[Items from a data source]
****************
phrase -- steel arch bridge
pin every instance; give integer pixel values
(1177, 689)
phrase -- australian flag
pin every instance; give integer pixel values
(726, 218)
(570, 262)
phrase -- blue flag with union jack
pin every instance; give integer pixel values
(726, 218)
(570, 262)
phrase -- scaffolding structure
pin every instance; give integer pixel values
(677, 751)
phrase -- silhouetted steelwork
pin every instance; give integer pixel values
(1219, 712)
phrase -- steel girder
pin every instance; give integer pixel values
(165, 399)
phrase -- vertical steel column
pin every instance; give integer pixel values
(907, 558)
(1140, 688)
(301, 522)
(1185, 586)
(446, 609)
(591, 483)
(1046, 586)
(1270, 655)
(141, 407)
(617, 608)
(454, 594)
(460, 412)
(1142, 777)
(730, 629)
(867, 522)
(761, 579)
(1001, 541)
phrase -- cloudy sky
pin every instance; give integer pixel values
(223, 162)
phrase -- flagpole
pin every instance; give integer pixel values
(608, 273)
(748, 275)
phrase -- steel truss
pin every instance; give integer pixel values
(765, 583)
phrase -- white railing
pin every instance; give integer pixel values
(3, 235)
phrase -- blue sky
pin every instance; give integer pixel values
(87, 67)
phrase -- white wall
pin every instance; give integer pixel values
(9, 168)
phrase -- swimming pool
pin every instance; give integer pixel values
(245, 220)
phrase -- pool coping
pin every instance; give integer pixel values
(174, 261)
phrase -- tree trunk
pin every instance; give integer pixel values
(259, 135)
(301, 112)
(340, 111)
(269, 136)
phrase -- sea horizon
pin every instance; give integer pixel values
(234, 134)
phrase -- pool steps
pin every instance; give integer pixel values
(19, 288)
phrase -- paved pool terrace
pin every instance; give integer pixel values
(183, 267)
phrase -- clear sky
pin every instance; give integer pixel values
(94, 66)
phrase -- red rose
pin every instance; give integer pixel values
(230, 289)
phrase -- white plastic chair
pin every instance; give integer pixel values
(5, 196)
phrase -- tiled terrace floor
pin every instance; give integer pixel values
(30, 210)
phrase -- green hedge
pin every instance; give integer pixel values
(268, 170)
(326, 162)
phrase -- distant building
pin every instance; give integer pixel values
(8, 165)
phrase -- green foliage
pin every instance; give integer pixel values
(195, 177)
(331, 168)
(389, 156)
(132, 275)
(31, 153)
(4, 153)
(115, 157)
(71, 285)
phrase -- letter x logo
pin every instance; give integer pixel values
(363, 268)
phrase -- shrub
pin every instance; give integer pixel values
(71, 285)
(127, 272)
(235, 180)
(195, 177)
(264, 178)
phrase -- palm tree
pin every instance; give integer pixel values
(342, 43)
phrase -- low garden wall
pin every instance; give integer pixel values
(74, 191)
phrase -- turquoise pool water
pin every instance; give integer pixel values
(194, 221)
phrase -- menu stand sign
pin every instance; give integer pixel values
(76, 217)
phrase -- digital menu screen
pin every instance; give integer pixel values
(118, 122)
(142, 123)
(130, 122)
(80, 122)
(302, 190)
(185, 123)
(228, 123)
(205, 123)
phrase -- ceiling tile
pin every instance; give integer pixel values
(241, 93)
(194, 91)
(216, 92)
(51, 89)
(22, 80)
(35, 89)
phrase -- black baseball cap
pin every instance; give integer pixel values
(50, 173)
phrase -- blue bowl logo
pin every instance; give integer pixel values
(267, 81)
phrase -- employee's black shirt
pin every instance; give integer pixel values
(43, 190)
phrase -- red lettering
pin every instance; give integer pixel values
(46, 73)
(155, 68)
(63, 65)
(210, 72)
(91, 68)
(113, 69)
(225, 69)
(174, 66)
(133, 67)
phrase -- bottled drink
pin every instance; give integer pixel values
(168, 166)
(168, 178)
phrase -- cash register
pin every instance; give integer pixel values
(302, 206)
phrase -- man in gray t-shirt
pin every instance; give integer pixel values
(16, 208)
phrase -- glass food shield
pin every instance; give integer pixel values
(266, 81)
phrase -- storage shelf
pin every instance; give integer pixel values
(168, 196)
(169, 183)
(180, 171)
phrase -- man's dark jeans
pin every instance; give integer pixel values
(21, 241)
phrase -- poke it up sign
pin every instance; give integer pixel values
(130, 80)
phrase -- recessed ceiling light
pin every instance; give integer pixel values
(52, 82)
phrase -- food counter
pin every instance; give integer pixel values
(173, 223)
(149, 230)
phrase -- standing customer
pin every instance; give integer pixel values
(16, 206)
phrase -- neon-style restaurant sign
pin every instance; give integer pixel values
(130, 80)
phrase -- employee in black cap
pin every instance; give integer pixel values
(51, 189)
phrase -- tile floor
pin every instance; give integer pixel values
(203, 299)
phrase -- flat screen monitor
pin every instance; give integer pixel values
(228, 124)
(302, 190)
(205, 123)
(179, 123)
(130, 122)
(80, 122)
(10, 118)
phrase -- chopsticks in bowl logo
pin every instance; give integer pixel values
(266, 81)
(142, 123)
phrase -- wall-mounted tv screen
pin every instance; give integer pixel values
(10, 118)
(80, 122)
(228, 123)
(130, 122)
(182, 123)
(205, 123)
****************
### Task to complete
Exactly as they appear, restate all of the entries.

### Written response
phrase -- steel arch bridge
pin every instance; give integer pixel values
(1177, 689)
phrase -- australian flag
pin every instance; give integer pixel values
(726, 218)
(570, 262)
phrase -- blue flag with union jack
pin every instance; give integer pixel values
(726, 218)
(570, 262)
phrase -- scaffolding structure
pin every instance; give integer pixel values
(677, 751)
phrase -- silhouetted steelwork
pin every instance; give integer pixel values
(1219, 712)
phrase -- steel girder
pin every instance; give integer pixel values
(165, 399)
phrase -- vertical steel column
pin every instance; give integer pixel values
(907, 558)
(1140, 688)
(301, 522)
(1185, 586)
(446, 609)
(591, 483)
(1046, 586)
(1270, 655)
(141, 407)
(617, 608)
(454, 594)
(460, 412)
(1142, 777)
(730, 629)
(867, 522)
(761, 579)
(1001, 541)
phrase -- cloudy sky
pin every instance; give integer pixel values
(223, 162)
phrase -- flagpole
pin every instance; give integer pixel values
(608, 273)
(748, 275)
phrase -- steel truss
pin every instance; give integer pixel values
(765, 583)
phrase -- white railing
pin every instance; give integer pixel values
(3, 235)
phrase -- blue sky
pin every instance; give integer pixel values
(87, 67)
phrase -- white wall
pin every instance; give integer pixel values
(9, 168)
phrase -- swimming pool
pin every instance; give integer pixel values
(245, 220)
phrase -- pool coping
pin every instance; give integer pixel values
(174, 261)
phrase -- tree trunk
pin every instance; give integer pixel values
(259, 135)
(301, 112)
(340, 111)
(269, 136)
phrase -- sea horizon
pin every instance; give integer pixel values
(234, 134)
phrase -- pool steps
pin every instance; give integer pixel values
(19, 288)
phrase -- paved pool terrace
pin every instance; give integer pixel values
(183, 267)
phrase -- clear sky
pin every instance; give integer pixel values
(94, 66)
phrase -- red rose
pin every instance; give integer pixel values
(230, 289)
phrase -- white plastic chair
pin every instance; give integer pixel values
(5, 196)
phrase -- tiled terrace floor
pin every instance; give integer pixel values
(30, 210)
phrase -- green hedge
pin every instance; give integer pixel values
(268, 170)
(326, 162)
phrase -- distant building
pin every instance; give integer pixel values
(8, 165)
phrase -- green foliage
pin every instance; give integer pixel values
(195, 177)
(331, 168)
(389, 156)
(132, 275)
(31, 153)
(4, 153)
(115, 157)
(71, 285)
phrase -- letter x logo
pin every instance; give integer pixel values
(363, 268)
phrase -- shrub
pin every instance; give integer pixel values
(71, 285)
(127, 272)
(235, 180)
(195, 177)
(264, 178)
phrase -- palm tree
pin every instance; give integer pixel values
(342, 43)
phrase -- low garden wall
pin every instance; give integer pixel values
(74, 191)
phrase -- turquoise pool water
pin every instance; give integer pixel values
(194, 221)
phrase -- menu stand sign
pin every instance; give integer pixel values
(76, 217)
phrase -- digital menu screen
pin every instance; give integer pixel values
(118, 122)
(142, 123)
(130, 122)
(80, 122)
(302, 190)
(185, 123)
(228, 123)
(205, 123)
phrase -- ceiling tile
pin every instance; give integer pixel values
(241, 93)
(194, 91)
(216, 92)
(51, 89)
(22, 80)
(35, 89)
phrase -- black baseball cap
pin every instance; give integer pixel values
(50, 173)
phrase -- blue bowl logo
pin every instance; give integer pixel values
(267, 81)
phrase -- employee's black shirt
pin every instance; give integer pixel values
(43, 190)
phrase -- red lettering
pin every instance; give integer pixel values
(46, 73)
(155, 68)
(63, 65)
(210, 72)
(91, 68)
(113, 69)
(225, 69)
(174, 66)
(133, 67)
phrase -- bottled drink
pin every instance; give integer pixel values
(168, 166)
(168, 178)
phrase -- cash register
pin every instance; give integer pixel values
(302, 206)
phrase -- man in gray t-shirt
pin every instance; give integer pixel values
(16, 208)
phrase -- glass food shield
pin every instance; give integer pixel values
(266, 81)
phrase -- storage shelf
pin every instance; give integer pixel values
(168, 196)
(169, 183)
(180, 171)
phrase -- man's dark jeans
pin every instance; give integer pixel values
(21, 241)
phrase -- poke it up sign
pin every instance; give integer pixel values
(130, 80)
phrase -- recessed ceiling light
pin every instance; give integer pixel values
(52, 82)
phrase -- food counter
pin every instance; give integer pixel values
(173, 223)
(149, 230)
phrase -- standing customer
pin every instance; give integer pixel values
(16, 206)
phrase -- neon-style restaurant sign
pin every instance; give integer pixel values
(130, 80)
phrase -- employee in black cap
pin every instance; give integer pixel values
(51, 189)
phrase -- tile floor
pin every instance; give integer pixel values
(203, 299)
phrase -- flat screen monitor
pin every instance; give integer pixel values
(228, 124)
(302, 190)
(205, 123)
(179, 123)
(130, 122)
(80, 122)
(10, 118)
phrase -- chopsticks in bowl logo
pin every instance; give integer pixel values
(266, 81)
(142, 123)
phrase -- wall-mounted tv screen
pin every instance; give integer pixel values
(10, 118)
(80, 122)
(228, 123)
(130, 122)
(182, 123)
(205, 123)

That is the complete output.